▶ **SEITENAUSZUG**
Wintersport Interview mit Fritz Fischer zum Biathlon-Auftakt
„Simon Schempp ist mein Geheimfavorit“ Mit den ersten Staffel-Rennen beginnt an diesem Wochenende in Östersund der Weltcup-Winter der Biathleten. Für den ehemaligen Gesamtweltcup-Gewinner Fritz Fischer aus Kelheim gehören die deutschen Athleten zu den Sieganwärtern.
Östersund. Herr Fischer, im vergangenen Jahr feierten die Deutschen elf Weltcup-Siege. Steht uns in der neuen Saison erneut ein erfolgreicher Biathlon-Winter bevor?
Fritz Fischer: Ich glaube, dass unsere Athletinnen und Athleten gut trainiert haben. Mein Spruch ist immer: Wenn einer gewinnen will oder aufs Podest will, muss er einen deutschen Athleten schlagen. Und ich glaube, dass das auch in diesem Winter wieder so sein wird. Die ersten Testrennen in der vergangenen Woche waren aus deutscher Sicht sehr erfolgreich. Simon Schempp hat dreimal gewonnen — einen internen Wettkampf und zwei Sprints vor den Norwegern und den starken Franzosen. Das ist schon mal ein guter Auftakt. Laura Dahlmeier ist ja leider noch verletzt, aber Franziska Preuß war auch sehr stark bei den ersten Testrennen.
Welchem Athleten des deutschen Teams trauen Sie am meisten zu?
Fischer: Simon Schempp. Das ist mein Geheimfavorit auf den nächsten Gesamtweltcup-Sieg. Er ist sehr zielstrebig, er hat sich sehr stark stabilisiert. Das hat man im vergangenen Jahr schon gesehen, als er sechsmal unter den ersten Drei war. Ich glaube, dass er heuer im Training noch einmal eine Schippe draufgelegt hat. Wenn er gesund bleibt, können wir uns einiges von ihm erhoffen. Zusammen mit Martin Foucade, Johannes Thingnes Bø, Emil Hegle Svendsen und Jakov Fak gehört er für mich zu den Favoriten für diesen Titel.

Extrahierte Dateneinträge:
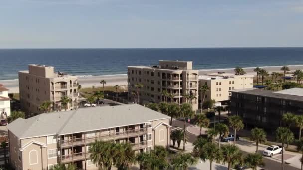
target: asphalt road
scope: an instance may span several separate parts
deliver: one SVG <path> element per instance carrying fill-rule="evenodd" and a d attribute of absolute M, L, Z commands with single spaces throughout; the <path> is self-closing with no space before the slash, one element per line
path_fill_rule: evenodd
<path fill-rule="evenodd" d="M 181 128 L 183 128 L 184 123 L 182 121 L 180 120 L 173 120 L 172 121 L 172 126 L 176 126 Z M 188 123 L 186 123 L 185 126 L 187 127 L 188 126 L 192 125 L 192 124 L 189 124 Z M 197 139 L 197 136 L 193 135 L 191 133 L 187 133 L 188 135 L 188 142 L 190 143 L 193 143 L 196 139 Z M 246 156 L 248 153 L 243 151 L 242 153 L 243 155 Z M 276 161 L 272 160 L 269 158 L 268 158 L 266 157 L 263 157 L 263 161 L 264 162 L 265 165 L 264 167 L 262 168 L 264 168 L 265 170 L 281 170 L 281 164 L 280 162 L 278 162 Z M 299 160 L 298 160 L 299 161 Z M 294 167 L 293 166 L 291 166 L 286 164 L 284 164 L 284 170 L 300 170 L 299 169 L 298 169 L 296 167 Z"/>

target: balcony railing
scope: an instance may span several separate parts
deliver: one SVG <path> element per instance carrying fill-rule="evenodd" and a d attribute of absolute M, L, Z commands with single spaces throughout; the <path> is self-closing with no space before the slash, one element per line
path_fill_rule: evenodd
<path fill-rule="evenodd" d="M 147 132 L 147 127 L 132 129 L 121 132 L 117 132 L 114 133 L 110 133 L 107 134 L 101 134 L 95 136 L 86 137 L 86 138 L 77 138 L 73 139 L 68 139 L 61 140 L 60 142 L 61 147 L 68 147 L 71 146 L 82 145 L 85 143 L 90 143 L 94 142 L 96 140 L 107 140 L 114 139 L 122 138 L 124 137 L 130 137 L 131 136 L 140 135 L 141 134 L 146 134 Z"/>

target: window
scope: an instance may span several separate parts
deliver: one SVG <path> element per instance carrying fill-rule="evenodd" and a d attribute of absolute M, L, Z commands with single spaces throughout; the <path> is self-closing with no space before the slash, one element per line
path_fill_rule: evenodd
<path fill-rule="evenodd" d="M 145 126 L 148 128 L 152 128 L 152 123 L 151 122 L 148 122 L 146 124 Z"/>
<path fill-rule="evenodd" d="M 47 150 L 48 159 L 57 158 L 57 149 L 49 149 Z"/>
<path fill-rule="evenodd" d="M 92 131 L 92 132 L 86 132 L 86 137 L 90 137 L 96 136 L 96 132 Z"/>
<path fill-rule="evenodd" d="M 32 150 L 29 151 L 29 165 L 31 165 L 37 164 L 38 152 L 36 150 Z"/>
<path fill-rule="evenodd" d="M 57 143 L 57 137 L 56 135 L 47 136 L 47 144 Z"/>
<path fill-rule="evenodd" d="M 152 134 L 149 133 L 148 134 L 148 141 L 151 141 L 152 140 Z"/>

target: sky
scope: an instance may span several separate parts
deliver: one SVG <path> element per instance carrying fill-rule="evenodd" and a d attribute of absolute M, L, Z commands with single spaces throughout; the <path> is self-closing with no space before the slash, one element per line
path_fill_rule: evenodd
<path fill-rule="evenodd" d="M 0 0 L 0 48 L 303 47 L 303 0 Z"/>

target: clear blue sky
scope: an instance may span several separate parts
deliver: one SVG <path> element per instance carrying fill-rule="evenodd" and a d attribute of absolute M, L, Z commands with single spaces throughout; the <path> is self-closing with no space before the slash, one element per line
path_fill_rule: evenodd
<path fill-rule="evenodd" d="M 303 1 L 1 0 L 0 48 L 303 47 Z"/>

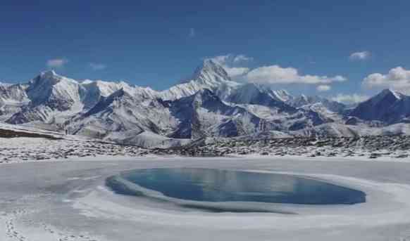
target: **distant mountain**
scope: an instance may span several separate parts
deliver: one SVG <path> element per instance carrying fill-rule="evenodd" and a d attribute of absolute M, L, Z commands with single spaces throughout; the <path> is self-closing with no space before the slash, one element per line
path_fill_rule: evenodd
<path fill-rule="evenodd" d="M 27 84 L 0 84 L 0 121 L 145 147 L 203 137 L 352 136 L 375 123 L 408 123 L 409 114 L 410 98 L 391 90 L 352 109 L 319 96 L 234 82 L 212 60 L 162 91 L 123 82 L 77 81 L 54 71 Z M 406 131 L 385 129 L 380 133 Z"/>
<path fill-rule="evenodd" d="M 385 124 L 410 122 L 410 96 L 385 89 L 352 110 L 351 116 Z"/>

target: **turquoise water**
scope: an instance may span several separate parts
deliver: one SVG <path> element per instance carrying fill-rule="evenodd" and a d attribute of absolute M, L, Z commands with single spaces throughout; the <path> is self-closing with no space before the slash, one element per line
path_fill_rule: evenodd
<path fill-rule="evenodd" d="M 201 202 L 256 202 L 298 204 L 352 204 L 366 202 L 361 191 L 294 175 L 212 169 L 137 169 L 120 177 L 166 197 Z M 119 193 L 121 185 L 111 185 Z"/>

▶ **ZU ERLEDIGEN**
a: Geben Sie einen Abschnitt aus dem Interview mit Fritz Fischer wortgetreu wieder: Beginnen Sie bei den Worten „Östersund. Herr Fischer, im“ und hören Sie nach „den ersten Testrennen.“ auf.
b: Warum hält Fritz Fischer laut dem Interview Simon Schempp für seinen Geheimfavoriten auf den Gesamtweltcup-Sieg? Antworten Sie in ein bis drei Sätzen.

▶ **SCHRIFTLICHE ANTWORTEN**
a:
Östersund. Herr Fischer, im vergangenen Jahr feierten die Deutschen elf Weltcup-Siege. Steht uns in der neuen Saison erneut ein erfolgreicher Biathlon-Winter bevor?
Fritz Fischer: Ich glaube, dass unsere Athletinnen und Athleten gut trainiert haben. Mein Spruch ist immer: Wenn einer gewinnen will oder aufs Podest will, muss er einen deutschen Athleten schlagen. Und ich glaube, dass das auch in diesem Winter wieder so sein wird. Die ersten Testrennen in der vergangenen Woche waren aus deutscher Sicht sehr erfolgreich. Simon Schempp hat dreimal gewonnen — einen internen Wettkampf und zwei Sprints vor den Norwegern und den starken Franzosen. Das ist schon mal ein guter Auftakt. Laura Dahlmeier ist ja leider noch verletzt, aber Franziska Preuß war auch sehr stark bei den ersten Testrennen.

b: Fischer beschreibt Simon Schempp als sehr zielstrebig und sagt, er habe sich sehr stark stabilisiert. Das habe sich schon im vergangenen Jahr gezeigt, als er sechsmal unter den ersten Drei war. Außerdem glaubt Fischer, dass Schempp in diesem Jahr im Training noch einmal eine Schippe draufgelegt hat.